Required task
Count the lines in the records below that contain the string "goal", and reply with the number alone.

Stored items:
--- START ---
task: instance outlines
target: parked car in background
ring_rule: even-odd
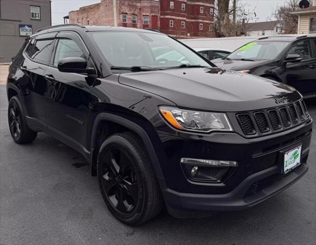
[[[305,97],[316,96],[316,34],[263,37],[212,62],[288,84]]]
[[[164,206],[177,217],[252,207],[308,169],[312,119],[295,89],[215,67],[156,32],[43,29],[13,59],[7,89],[13,139],[44,132],[77,151],[129,225]]]
[[[209,60],[223,58],[229,55],[232,51],[223,48],[214,48],[212,47],[193,47],[193,50],[202,55]]]

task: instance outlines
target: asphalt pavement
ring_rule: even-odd
[[[306,102],[316,119],[316,100]],[[15,143],[7,107],[0,85],[1,245],[316,243],[316,132],[308,173],[264,203],[201,219],[178,219],[164,211],[130,227],[108,211],[97,178],[76,151],[42,133],[31,144]]]

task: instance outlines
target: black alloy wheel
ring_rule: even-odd
[[[22,106],[16,96],[12,96],[9,102],[8,120],[10,132],[16,143],[30,143],[36,138],[37,132],[28,126]]]
[[[16,103],[12,103],[9,108],[9,124],[13,136],[18,138],[21,133],[21,115]]]
[[[100,146],[97,167],[103,200],[119,220],[139,225],[163,208],[150,158],[138,135],[125,132],[108,137]]]
[[[108,149],[103,164],[103,187],[113,207],[119,212],[131,212],[138,201],[139,185],[133,160],[122,148]]]

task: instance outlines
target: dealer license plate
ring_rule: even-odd
[[[301,164],[302,145],[285,152],[284,154],[283,173],[285,175]]]

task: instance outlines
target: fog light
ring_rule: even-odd
[[[234,161],[196,159],[185,158],[181,158],[180,161],[182,163],[185,163],[186,164],[201,165],[214,167],[237,167],[238,164],[237,162]]]
[[[193,167],[192,167],[192,169],[191,169],[191,175],[192,176],[195,176],[196,175],[196,174],[197,174],[198,170],[198,167],[197,167],[196,166],[195,166]]]

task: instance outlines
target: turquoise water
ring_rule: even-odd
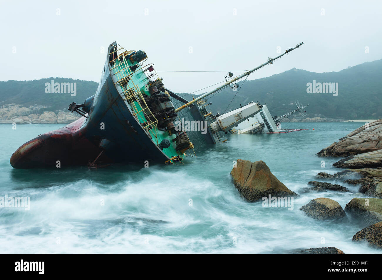
[[[0,125],[0,196],[31,197],[29,210],[0,208],[2,253],[282,253],[333,246],[347,253],[380,253],[351,242],[358,226],[317,221],[299,210],[319,197],[344,208],[357,188],[342,184],[353,192],[301,194],[291,211],[246,202],[229,174],[238,158],[262,160],[299,193],[318,172],[340,171],[331,166],[338,158],[315,154],[363,124],[295,123],[288,128],[309,130],[229,135],[184,165],[92,170],[13,169],[9,158],[17,148],[63,126]]]

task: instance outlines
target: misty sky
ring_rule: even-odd
[[[1,3],[2,81],[62,77],[98,82],[106,59],[101,48],[115,41],[127,50],[145,51],[147,62],[158,72],[230,70],[235,75],[241,72],[234,70],[277,56],[278,46],[283,52],[304,42],[249,80],[294,67],[337,71],[382,58],[381,1]],[[223,81],[226,74],[159,74],[176,92]]]

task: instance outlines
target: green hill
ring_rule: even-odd
[[[249,78],[252,77],[249,76]],[[273,115],[280,115],[295,108],[298,100],[310,104],[307,109],[309,117],[351,119],[382,118],[382,59],[367,62],[338,72],[317,73],[294,68],[267,78],[238,83],[240,90],[226,88],[209,98],[214,113],[223,112],[237,95],[227,111],[251,101],[267,104]],[[45,83],[76,82],[77,94],[47,93]],[[306,84],[338,83],[338,94],[307,93]],[[211,81],[214,83],[214,81]],[[98,84],[94,82],[62,78],[49,78],[32,81],[0,82],[0,106],[18,103],[25,107],[44,105],[47,110],[66,109],[72,102],[82,103],[94,94]],[[185,96],[186,94],[182,94]],[[190,100],[190,95],[185,98]]]
[[[311,117],[380,118],[382,117],[381,77],[382,59],[338,72],[317,73],[293,69],[267,78],[247,80],[243,84],[239,82],[240,90],[227,112],[253,100],[267,104],[272,114],[280,115],[296,109],[295,101],[298,100],[304,105],[310,104],[306,110]],[[338,83],[338,95],[307,93],[307,83],[313,80]],[[236,93],[226,88],[209,98],[214,111],[223,113]]]

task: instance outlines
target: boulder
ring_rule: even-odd
[[[353,177],[352,178],[351,177]],[[354,178],[358,177],[358,178]],[[361,178],[368,178],[363,180],[364,182],[382,181],[382,168],[350,168],[345,169],[334,174],[329,174],[326,172],[320,172],[316,176],[316,178],[320,179],[340,179],[342,181],[349,179],[359,179]],[[359,182],[358,181],[358,182]],[[349,182],[346,181],[345,182]]]
[[[57,115],[51,111],[45,111],[40,115],[38,123],[57,123]]]
[[[382,150],[351,155],[335,162],[333,166],[346,168],[381,167]]]
[[[327,190],[344,192],[350,191],[350,190],[347,188],[343,187],[340,185],[337,184],[330,184],[325,182],[311,181],[308,183],[308,184],[313,186],[311,187],[304,188],[303,189],[305,192],[308,192],[312,191],[326,192]]]
[[[271,173],[264,162],[252,162],[238,159],[231,171],[235,187],[240,195],[250,202],[264,197],[298,196]]]
[[[311,200],[301,207],[300,210],[308,217],[321,221],[341,219],[346,216],[345,211],[338,202],[324,197]]]
[[[369,226],[382,221],[382,199],[356,197],[346,205],[345,211],[360,223]]]
[[[382,222],[361,230],[353,236],[353,241],[366,241],[369,245],[382,249]]]
[[[335,247],[322,247],[320,248],[311,248],[302,250],[296,250],[293,254],[345,254],[343,252]]]
[[[359,190],[368,196],[382,198],[382,182],[365,184],[359,187]]]
[[[60,111],[57,114],[57,122],[58,123],[70,123],[76,120],[80,117],[77,113],[71,114]]]
[[[363,125],[317,153],[319,157],[348,157],[382,149],[382,119]]]

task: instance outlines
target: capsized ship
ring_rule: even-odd
[[[23,145],[12,154],[11,165],[28,168],[55,167],[59,163],[61,167],[96,167],[117,162],[143,165],[181,162],[185,157],[195,155],[194,147],[224,141],[220,133],[254,115],[262,107],[252,102],[233,115],[214,115],[208,110],[206,96],[303,44],[268,58],[262,64],[189,102],[164,87],[154,64],[146,63],[144,51],[127,51],[114,42],[108,47],[96,94],[83,104],[73,102],[69,106],[81,117]],[[206,133],[177,128],[176,121],[181,120],[205,121]]]
[[[259,112],[256,113],[254,116],[247,118],[245,121],[242,122],[240,125],[238,124],[235,125],[235,127],[231,129],[231,132],[239,134],[256,134],[265,133],[273,134],[286,133],[301,130],[308,130],[307,129],[281,128],[280,122],[297,112],[299,112],[303,117],[305,117],[306,115],[305,109],[309,106],[309,104],[303,106],[298,101],[296,101],[296,105],[297,106],[297,109],[291,111],[281,117],[277,117],[276,115],[272,116],[269,112],[267,104],[264,105]]]

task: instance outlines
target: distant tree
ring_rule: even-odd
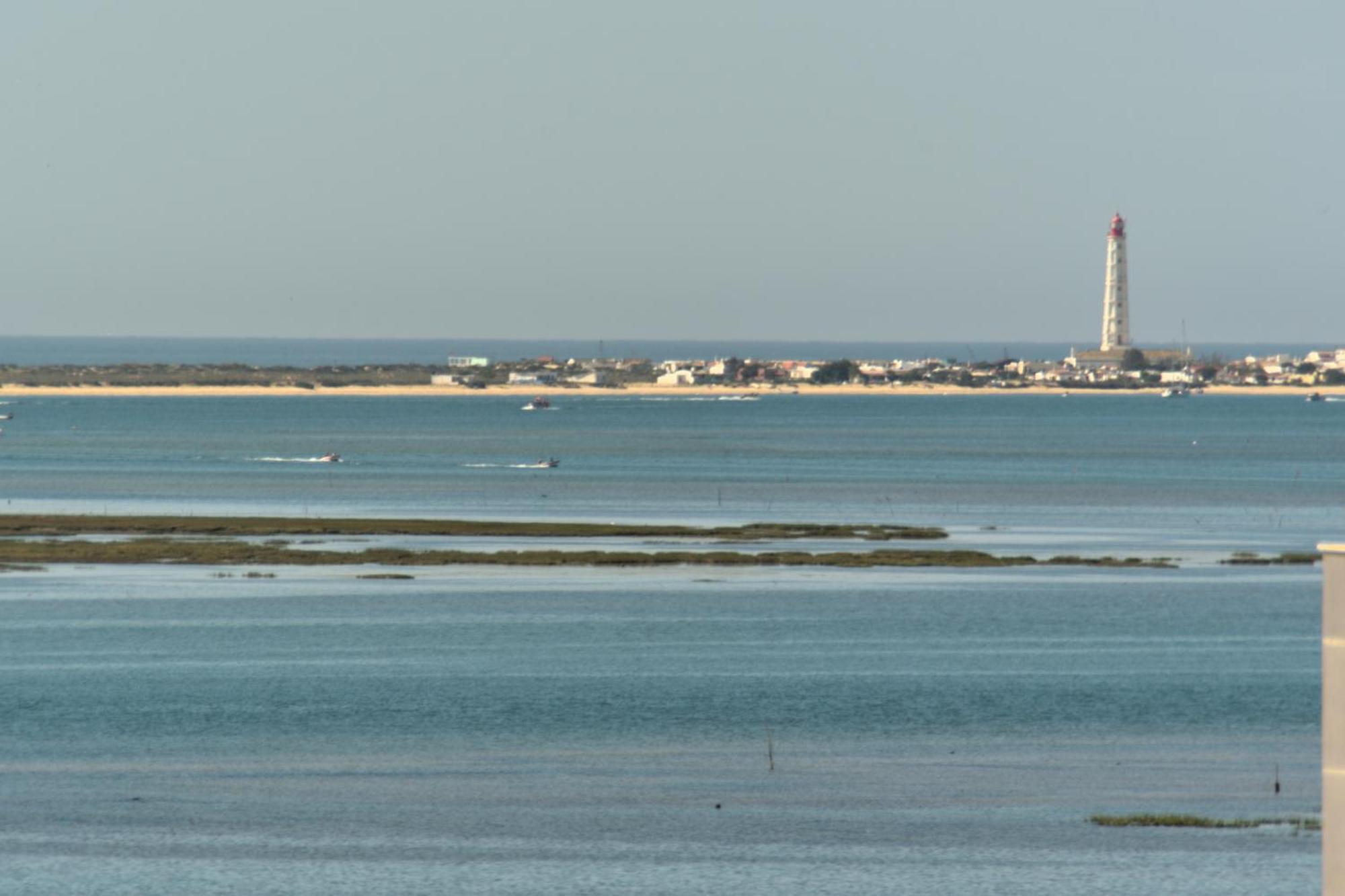
[[[1126,350],[1126,354],[1120,357],[1122,370],[1143,370],[1145,369],[1145,352],[1139,348],[1131,346]]]
[[[812,382],[837,383],[850,382],[859,375],[859,365],[847,358],[829,361],[812,371]]]

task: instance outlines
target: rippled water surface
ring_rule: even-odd
[[[0,892],[1315,892],[1315,834],[1087,819],[1318,809],[1319,572],[1213,561],[1340,534],[1338,406],[515,404],[23,401],[0,496],[873,519],[1184,565],[4,573]]]

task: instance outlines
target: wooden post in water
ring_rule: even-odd
[[[1345,544],[1322,552],[1322,893],[1345,896]]]

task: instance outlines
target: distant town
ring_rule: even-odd
[[[451,357],[443,366],[360,365],[260,367],[252,365],[0,366],[3,386],[456,386],[492,389],[745,387],[808,389],[960,386],[971,389],[1200,389],[1204,386],[1345,386],[1345,348],[1302,357],[1197,357],[1173,348],[1073,351],[1059,361],[1001,358],[759,359],[554,358],[515,361]]]

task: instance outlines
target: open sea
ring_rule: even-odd
[[[1315,833],[1088,818],[1319,811],[1321,570],[1217,561],[1345,533],[1345,402],[553,400],[0,390],[0,507],[896,522],[1181,568],[3,573],[0,893],[1319,888]]]

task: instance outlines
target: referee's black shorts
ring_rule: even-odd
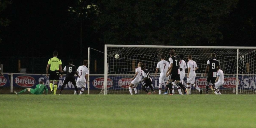
[[[215,83],[215,80],[216,80],[216,77],[212,76],[207,76],[206,79],[206,81],[209,82],[211,82],[212,84],[214,84]]]
[[[51,81],[59,81],[59,71],[51,71],[49,80]]]
[[[172,82],[175,81],[181,80],[181,77],[180,77],[179,74],[171,74],[169,76],[169,79],[173,80]]]
[[[65,85],[68,84],[69,82],[71,81],[74,86],[76,85],[76,83],[75,82],[75,79],[74,76],[67,75],[64,79],[63,82],[63,85]]]

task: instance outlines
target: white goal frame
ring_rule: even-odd
[[[238,94],[239,86],[238,71],[239,49],[256,49],[256,47],[236,47],[236,46],[164,46],[164,45],[105,45],[104,49],[104,95],[107,94],[107,78],[108,74],[107,64],[107,48],[108,47],[147,47],[155,48],[218,48],[218,49],[237,49],[237,76],[236,76],[236,94]]]

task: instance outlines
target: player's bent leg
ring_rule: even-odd
[[[82,95],[83,94],[83,93],[84,92],[84,89],[85,88],[85,87],[82,87],[82,88],[81,89],[81,90],[80,91],[80,93],[79,94],[79,95]]]
[[[132,88],[131,87],[133,86],[134,86],[134,85],[132,83],[130,84],[130,85],[129,85],[129,91],[130,91],[130,93],[131,94],[131,95],[132,95]]]
[[[54,82],[54,93],[53,93],[53,95],[56,95],[56,92],[57,91],[57,87],[58,87],[58,85],[57,85],[57,83],[55,83],[55,82],[56,82],[56,83],[58,83],[58,82],[59,81],[55,81]]]
[[[169,83],[168,82],[167,82],[167,83]],[[168,85],[168,84],[167,83],[166,85],[165,86],[165,92],[164,93],[163,93],[162,95],[167,95],[168,94],[168,90],[169,89],[169,85]]]
[[[161,91],[162,91],[162,84],[159,84],[159,86],[158,86],[158,91],[159,92],[159,95],[161,95]]]
[[[50,88],[51,88],[50,94],[53,94],[53,81],[50,80]]]
[[[154,88],[153,88],[153,84],[152,84],[150,85],[149,85],[149,86],[150,86],[150,87],[151,89],[151,90],[152,90],[152,93],[153,94],[153,93],[156,93],[156,92],[155,91],[155,90],[154,90]]]
[[[206,93],[206,94],[208,94],[208,89],[209,89],[209,84],[210,84],[210,82],[207,81],[206,84],[205,84],[205,92]]]

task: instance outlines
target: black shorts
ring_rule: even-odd
[[[59,71],[51,71],[50,72],[50,76],[49,80],[51,81],[59,81]]]
[[[64,79],[64,82],[63,82],[63,85],[66,85],[69,82],[71,82],[74,86],[76,85],[76,83],[75,82],[75,79],[74,76],[66,76]]]
[[[145,87],[148,87],[149,86],[153,84],[153,83],[152,83],[152,81],[148,82],[144,82],[144,83],[143,83],[143,85],[142,85],[142,88],[143,88]]]
[[[180,81],[181,80],[181,77],[180,77],[179,74],[171,74],[169,76],[169,79],[173,80],[172,82],[174,81]]]
[[[212,84],[214,84],[215,83],[215,80],[216,80],[216,77],[212,76],[207,76],[206,81],[208,82],[211,82]]]

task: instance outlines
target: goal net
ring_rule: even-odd
[[[175,50],[176,56],[178,58],[180,55],[183,54],[186,63],[188,61],[187,55],[192,55],[192,60],[196,62],[198,67],[196,71],[195,85],[202,89],[203,94],[205,94],[207,82],[206,77],[204,74],[207,60],[211,58],[212,53],[216,54],[215,58],[219,61],[224,73],[224,84],[219,88],[222,94],[256,94],[256,47],[111,45],[105,45],[105,82],[101,93],[129,94],[129,85],[135,74],[138,63],[141,62],[146,64],[146,69],[151,74],[153,87],[158,94],[159,72],[156,77],[153,75],[157,63],[160,60],[161,55],[164,55],[166,60],[169,62],[169,53],[172,49]],[[119,55],[119,58],[114,57],[116,54]],[[187,73],[186,72],[185,82]],[[212,84],[210,83],[209,87]],[[142,85],[139,84],[137,85],[138,91],[139,93],[146,94],[142,89]],[[164,84],[162,87],[163,90],[165,86]],[[147,89],[152,92],[150,88]],[[193,94],[199,93],[193,87],[191,90]],[[174,90],[175,94],[179,94],[176,88]]]

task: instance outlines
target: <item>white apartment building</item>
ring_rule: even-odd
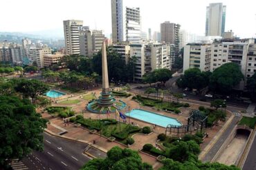
[[[112,50],[118,53],[122,59],[125,60],[125,63],[128,63],[130,57],[130,46],[129,45],[113,45],[109,47]]]
[[[80,54],[91,57],[101,50],[104,35],[101,30],[86,30],[80,32]]]
[[[31,62],[36,62],[37,67],[44,67],[44,56],[46,54],[51,54],[51,49],[44,45],[44,47],[30,47],[29,49],[28,59]]]
[[[80,54],[79,32],[82,30],[83,21],[80,20],[64,21],[66,53]]]
[[[201,71],[210,70],[212,45],[190,43],[184,47],[183,72],[189,68],[197,67]]]
[[[171,61],[167,55],[167,45],[164,43],[134,43],[130,45],[130,56],[138,59],[135,78],[142,80],[143,76],[156,69],[170,70]]]
[[[64,54],[60,52],[55,52],[53,54],[44,54],[44,67],[50,67],[53,64],[57,63],[62,56],[64,56]]]
[[[140,34],[140,8],[126,7],[125,41],[131,43],[138,43],[141,37]]]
--- END ---
Final result
2